◆ **Activity**:
Every record, from first to last, should be written out again exactly.

═════ Entries provided

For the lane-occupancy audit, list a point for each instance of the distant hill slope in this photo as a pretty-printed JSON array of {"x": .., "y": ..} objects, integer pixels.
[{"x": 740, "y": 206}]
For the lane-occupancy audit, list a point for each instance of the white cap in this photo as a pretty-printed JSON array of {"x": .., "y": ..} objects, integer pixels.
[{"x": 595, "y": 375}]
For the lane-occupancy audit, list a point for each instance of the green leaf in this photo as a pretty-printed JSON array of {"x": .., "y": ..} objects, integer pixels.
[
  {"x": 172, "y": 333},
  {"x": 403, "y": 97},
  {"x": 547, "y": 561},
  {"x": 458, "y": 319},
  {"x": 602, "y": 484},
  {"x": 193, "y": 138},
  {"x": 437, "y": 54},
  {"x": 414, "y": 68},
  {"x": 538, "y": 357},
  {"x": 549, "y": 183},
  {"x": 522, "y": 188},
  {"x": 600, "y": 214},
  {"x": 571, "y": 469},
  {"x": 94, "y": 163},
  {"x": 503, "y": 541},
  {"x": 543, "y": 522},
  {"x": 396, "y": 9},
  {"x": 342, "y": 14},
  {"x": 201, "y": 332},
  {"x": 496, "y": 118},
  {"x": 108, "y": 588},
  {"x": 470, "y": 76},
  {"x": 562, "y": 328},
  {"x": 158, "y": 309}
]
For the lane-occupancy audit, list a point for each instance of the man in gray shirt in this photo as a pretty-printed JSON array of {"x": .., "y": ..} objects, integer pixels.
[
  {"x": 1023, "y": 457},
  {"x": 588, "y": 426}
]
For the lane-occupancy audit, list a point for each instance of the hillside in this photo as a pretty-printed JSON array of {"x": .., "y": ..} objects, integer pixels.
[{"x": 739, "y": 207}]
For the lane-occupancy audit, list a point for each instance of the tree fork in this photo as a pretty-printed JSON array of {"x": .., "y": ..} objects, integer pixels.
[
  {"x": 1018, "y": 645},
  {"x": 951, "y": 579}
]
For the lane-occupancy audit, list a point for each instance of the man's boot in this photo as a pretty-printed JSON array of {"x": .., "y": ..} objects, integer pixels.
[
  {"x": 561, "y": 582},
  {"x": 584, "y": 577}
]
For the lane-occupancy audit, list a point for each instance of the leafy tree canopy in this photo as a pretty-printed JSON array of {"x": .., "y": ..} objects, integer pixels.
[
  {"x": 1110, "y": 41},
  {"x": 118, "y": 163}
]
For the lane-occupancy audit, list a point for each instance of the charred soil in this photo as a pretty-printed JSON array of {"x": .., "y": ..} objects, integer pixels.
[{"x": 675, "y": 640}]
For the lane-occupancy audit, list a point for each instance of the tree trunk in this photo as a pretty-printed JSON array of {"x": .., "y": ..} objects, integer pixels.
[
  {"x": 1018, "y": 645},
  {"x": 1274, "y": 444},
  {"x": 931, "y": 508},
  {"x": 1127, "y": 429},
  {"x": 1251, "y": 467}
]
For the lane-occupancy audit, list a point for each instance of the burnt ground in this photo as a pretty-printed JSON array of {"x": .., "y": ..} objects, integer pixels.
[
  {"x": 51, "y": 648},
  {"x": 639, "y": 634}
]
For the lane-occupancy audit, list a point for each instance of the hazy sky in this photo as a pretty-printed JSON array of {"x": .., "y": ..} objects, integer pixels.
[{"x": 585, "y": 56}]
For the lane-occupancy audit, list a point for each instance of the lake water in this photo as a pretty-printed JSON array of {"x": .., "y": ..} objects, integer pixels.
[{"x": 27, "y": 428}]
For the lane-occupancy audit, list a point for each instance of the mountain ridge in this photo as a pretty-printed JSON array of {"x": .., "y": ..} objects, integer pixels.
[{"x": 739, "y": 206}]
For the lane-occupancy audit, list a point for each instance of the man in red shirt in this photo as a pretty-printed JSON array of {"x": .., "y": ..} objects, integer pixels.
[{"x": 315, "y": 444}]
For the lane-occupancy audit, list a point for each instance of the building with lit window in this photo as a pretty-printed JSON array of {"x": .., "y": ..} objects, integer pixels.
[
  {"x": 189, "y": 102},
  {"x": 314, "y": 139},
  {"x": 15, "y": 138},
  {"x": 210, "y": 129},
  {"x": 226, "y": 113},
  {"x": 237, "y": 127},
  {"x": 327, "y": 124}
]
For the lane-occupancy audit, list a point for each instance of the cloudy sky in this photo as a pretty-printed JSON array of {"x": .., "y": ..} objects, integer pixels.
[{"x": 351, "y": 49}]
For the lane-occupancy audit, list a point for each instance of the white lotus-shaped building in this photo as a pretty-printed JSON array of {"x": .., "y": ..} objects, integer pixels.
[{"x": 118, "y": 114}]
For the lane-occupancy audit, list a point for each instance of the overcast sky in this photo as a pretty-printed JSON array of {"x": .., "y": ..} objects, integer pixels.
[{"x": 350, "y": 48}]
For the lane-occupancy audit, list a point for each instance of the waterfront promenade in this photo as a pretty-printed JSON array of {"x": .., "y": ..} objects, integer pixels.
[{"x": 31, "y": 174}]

══════════

◆ **Answer to this problem**:
For the lane-occupancy audit, list a point for each instance of the distant hill slope in this photo as a pretty-printed JSON array of {"x": .., "y": ..} objects, integer pixels.
[{"x": 740, "y": 206}]
For the lane-occupancy audit, list a point for each instance of the white cap in this photo as a pretty-printed JSON array of {"x": .., "y": ..} objects, integer pixels.
[{"x": 595, "y": 375}]
For the lane-occupancy audit, list a point for each instance of the green leaf in this photo as a pretty-printed JSON array of {"x": .., "y": ..} objects, integer pixels.
[
  {"x": 172, "y": 333},
  {"x": 403, "y": 97},
  {"x": 547, "y": 561},
  {"x": 458, "y": 319},
  {"x": 602, "y": 484},
  {"x": 193, "y": 138},
  {"x": 437, "y": 54},
  {"x": 414, "y": 68},
  {"x": 538, "y": 357},
  {"x": 549, "y": 183},
  {"x": 522, "y": 188},
  {"x": 600, "y": 214},
  {"x": 571, "y": 469},
  {"x": 94, "y": 163},
  {"x": 503, "y": 541},
  {"x": 543, "y": 522},
  {"x": 396, "y": 9},
  {"x": 342, "y": 14},
  {"x": 201, "y": 332},
  {"x": 496, "y": 118},
  {"x": 108, "y": 588},
  {"x": 470, "y": 76},
  {"x": 562, "y": 328},
  {"x": 158, "y": 309}
]
For the lane-occupancy audit, list a point for each instance of the man in gray shirt in this photo as a pretty-printed JSON array of {"x": .., "y": ..} objects, integer pixels.
[
  {"x": 1023, "y": 457},
  {"x": 588, "y": 426}
]
For the lane-occupancy audit, list a point for each instance of the hillside in this photo as a pretty-printed JSON array of {"x": .., "y": ..} objects, integer pixels.
[{"x": 739, "y": 207}]
For the lane-occupancy audit, list a point for each instance of the tree fork in this photo as a pretty-printed JSON array of {"x": .., "y": ..} objects, integer pixels.
[
  {"x": 1018, "y": 645},
  {"x": 951, "y": 579}
]
For the lane-occupancy audit, list a point for each instance of the man's boot in this photo as a pretty-printed JSON array of {"x": .., "y": ..} objects, integer pixels.
[
  {"x": 561, "y": 582},
  {"x": 584, "y": 577}
]
For the lane-occupancy audit, list a point for each instance of the leafy tree canopy in this photo as a pretty-printed JSON array of {"x": .., "y": ..} objects, integer pixels.
[
  {"x": 1110, "y": 41},
  {"x": 118, "y": 163}
]
For the lane-occupancy audit, list a point for each instance of the charred soil in this photo as a pretty-printed JSON array of {"x": .., "y": ..} objects, integer pixels.
[{"x": 675, "y": 640}]
For the lane-occupancy audit, list a point for each instance of the tree trunk in this photo as a pretty-printed JSON array of {"x": .., "y": ..} objects, integer pixels.
[
  {"x": 1018, "y": 645},
  {"x": 1274, "y": 444},
  {"x": 931, "y": 508},
  {"x": 1127, "y": 429},
  {"x": 1251, "y": 467}
]
For the lane-occupancy audit, list a point for each instance of the burnt ground in this photo as a pretty-printed JSON array of {"x": .., "y": ..} objects, integer pixels.
[
  {"x": 51, "y": 648},
  {"x": 639, "y": 634}
]
For the lane-occupancy audit, list a point for each instance of the hazy sky in this photo as a pretty-printed JSON array of {"x": .., "y": ..} objects, integer pixels.
[{"x": 585, "y": 56}]
For the lane-occupancy audit, list a point for each instance of the lake water in this photo as a pretty-printed JSON array of {"x": .., "y": ..} objects, integer pixels.
[{"x": 27, "y": 428}]
For the lane-occupancy audit, list a point for each instance of the mountain ridge in this photo as a pretty-printed JSON array of {"x": .., "y": ..} objects, integer pixels.
[{"x": 739, "y": 206}]
For the lane-occupancy audit, list a point for each instance of the man in red shirt in this photo as a pretty-printed JSON array of {"x": .., "y": ..} objects, integer pixels.
[{"x": 315, "y": 444}]
For the lane-occupancy audit, list a point for each instance of the building with lit window in this photo as a pretty-printed JSON array of {"x": .., "y": ..} objects, integer pixels.
[
  {"x": 189, "y": 102},
  {"x": 314, "y": 139},
  {"x": 15, "y": 138},
  {"x": 210, "y": 129},
  {"x": 226, "y": 113},
  {"x": 237, "y": 127},
  {"x": 327, "y": 124}
]
For the lane-occupancy audit, list a point for each instance of the cloudy sky in this photo as a pretty-printed JSON array of {"x": .., "y": ..} objects, integer pixels.
[{"x": 351, "y": 49}]
For the lane-occupancy audit, list a point for each instance of the white lotus-shaped building in this photo as a pretty-printed JSON array of {"x": .., "y": ..} objects, integer pixels.
[{"x": 118, "y": 114}]
For the lane-occupancy audit, list a point for each instance of the overcast sky in this photo as a pretty-printed JSON array of {"x": .., "y": ..} objects, integer pixels.
[{"x": 350, "y": 48}]
For the lane-occupancy audit, list a point for each instance of the waterfront promenade in this photo as a pretty-printed JSON array of {"x": .., "y": ..} objects, integer pixels.
[{"x": 31, "y": 174}]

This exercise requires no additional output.